BEGIN Stored records
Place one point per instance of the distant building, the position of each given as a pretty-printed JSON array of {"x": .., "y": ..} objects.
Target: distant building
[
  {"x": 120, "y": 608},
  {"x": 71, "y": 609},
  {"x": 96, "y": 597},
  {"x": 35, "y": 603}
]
END Stored records
[Task directions]: Copy the item above line for line, changing nothing.

[Output for this task]:
Place one point per instance of the distant building, the position of each given as a pretty-printed JSON array of {"x": .., "y": ..} objects.
Target: distant building
[
  {"x": 120, "y": 608},
  {"x": 71, "y": 609},
  {"x": 96, "y": 597},
  {"x": 35, "y": 603}
]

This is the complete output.